** start of Exercise material **

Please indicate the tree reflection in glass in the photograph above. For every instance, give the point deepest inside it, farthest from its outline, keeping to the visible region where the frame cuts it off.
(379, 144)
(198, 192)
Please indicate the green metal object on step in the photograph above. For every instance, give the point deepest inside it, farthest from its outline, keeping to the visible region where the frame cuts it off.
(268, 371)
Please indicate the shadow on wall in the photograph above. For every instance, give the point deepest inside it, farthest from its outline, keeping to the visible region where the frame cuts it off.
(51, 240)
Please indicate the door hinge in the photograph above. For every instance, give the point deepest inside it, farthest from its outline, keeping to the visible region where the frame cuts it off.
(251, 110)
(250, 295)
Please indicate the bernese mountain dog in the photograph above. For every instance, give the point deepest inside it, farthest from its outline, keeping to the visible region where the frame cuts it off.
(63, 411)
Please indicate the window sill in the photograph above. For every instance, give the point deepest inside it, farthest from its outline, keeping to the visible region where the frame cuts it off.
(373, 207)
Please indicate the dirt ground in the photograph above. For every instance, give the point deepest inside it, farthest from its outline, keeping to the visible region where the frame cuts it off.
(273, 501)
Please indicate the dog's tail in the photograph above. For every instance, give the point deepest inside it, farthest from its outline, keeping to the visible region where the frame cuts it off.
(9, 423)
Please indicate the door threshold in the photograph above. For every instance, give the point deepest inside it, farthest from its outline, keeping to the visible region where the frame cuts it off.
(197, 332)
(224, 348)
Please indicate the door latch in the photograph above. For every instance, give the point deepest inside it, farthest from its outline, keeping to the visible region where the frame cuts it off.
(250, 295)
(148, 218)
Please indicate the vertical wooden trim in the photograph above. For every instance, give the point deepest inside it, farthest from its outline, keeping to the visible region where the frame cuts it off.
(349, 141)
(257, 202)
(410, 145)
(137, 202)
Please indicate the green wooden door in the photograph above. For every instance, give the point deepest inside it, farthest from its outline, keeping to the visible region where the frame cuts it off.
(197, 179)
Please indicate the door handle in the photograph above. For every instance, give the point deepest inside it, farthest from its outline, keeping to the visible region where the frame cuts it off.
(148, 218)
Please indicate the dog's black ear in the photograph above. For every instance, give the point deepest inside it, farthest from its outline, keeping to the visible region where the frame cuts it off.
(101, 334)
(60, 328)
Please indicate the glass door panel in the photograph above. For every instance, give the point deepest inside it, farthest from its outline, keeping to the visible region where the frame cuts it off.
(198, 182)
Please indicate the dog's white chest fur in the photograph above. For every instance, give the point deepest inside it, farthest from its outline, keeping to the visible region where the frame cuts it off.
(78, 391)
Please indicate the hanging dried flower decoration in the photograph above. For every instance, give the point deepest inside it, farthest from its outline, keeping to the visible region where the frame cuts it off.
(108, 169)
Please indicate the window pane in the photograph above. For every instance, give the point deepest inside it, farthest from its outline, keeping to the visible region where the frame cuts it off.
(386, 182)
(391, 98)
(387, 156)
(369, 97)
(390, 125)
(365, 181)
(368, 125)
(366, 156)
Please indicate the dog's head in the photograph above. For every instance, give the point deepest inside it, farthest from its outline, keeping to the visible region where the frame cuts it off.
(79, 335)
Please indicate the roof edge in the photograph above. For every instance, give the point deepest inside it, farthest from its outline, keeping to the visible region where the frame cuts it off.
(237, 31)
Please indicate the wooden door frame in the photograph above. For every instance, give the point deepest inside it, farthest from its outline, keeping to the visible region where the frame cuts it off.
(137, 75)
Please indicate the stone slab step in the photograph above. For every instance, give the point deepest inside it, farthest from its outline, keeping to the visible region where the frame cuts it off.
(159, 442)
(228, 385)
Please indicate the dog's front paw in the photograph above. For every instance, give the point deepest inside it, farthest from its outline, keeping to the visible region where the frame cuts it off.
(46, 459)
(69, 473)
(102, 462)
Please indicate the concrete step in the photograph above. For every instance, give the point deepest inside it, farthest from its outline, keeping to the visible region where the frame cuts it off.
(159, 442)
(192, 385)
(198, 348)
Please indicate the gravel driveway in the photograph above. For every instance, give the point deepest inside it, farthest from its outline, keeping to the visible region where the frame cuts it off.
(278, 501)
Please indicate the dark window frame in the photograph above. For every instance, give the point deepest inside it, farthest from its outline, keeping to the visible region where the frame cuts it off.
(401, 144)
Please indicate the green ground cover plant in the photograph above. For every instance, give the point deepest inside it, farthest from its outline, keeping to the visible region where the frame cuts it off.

** end of Exercise material **

The exercise → Print nothing but the lines from the line with "Please indicate the dog's front" to the last line of the records above. Both of those lines count.

Exercise result →
Please indicate the dog's front paw in the photograph above. For every instance, give the point deepest inside it, farthest from its outline, keeping to the visible region where the frame cuts it off.
(46, 459)
(69, 473)
(102, 462)
Please indicate the concrete step in the photograph above. For every instance, give the point deepest inside it, farthest from its outline, keeping to the visible region where the frame cuts it off.
(159, 442)
(192, 385)
(198, 348)
Please indicate the gravel driveway in the photograph above. For every instance, give the point deepest inside it, farthest from its outline, keeping to the visible region where the frame cuts it off.
(278, 501)
Please indicate the dark window frame in the photograph above. For every instance, give the point deepest inside it, farthest from its outline, keeping to the visible region where the frame cuts it off.
(401, 144)
Please indicate the green ground cover plant in the photograph above. For every instance, give the point deepest inside it, farthest from its outline, keeping to the visible region where the frame cuts it off.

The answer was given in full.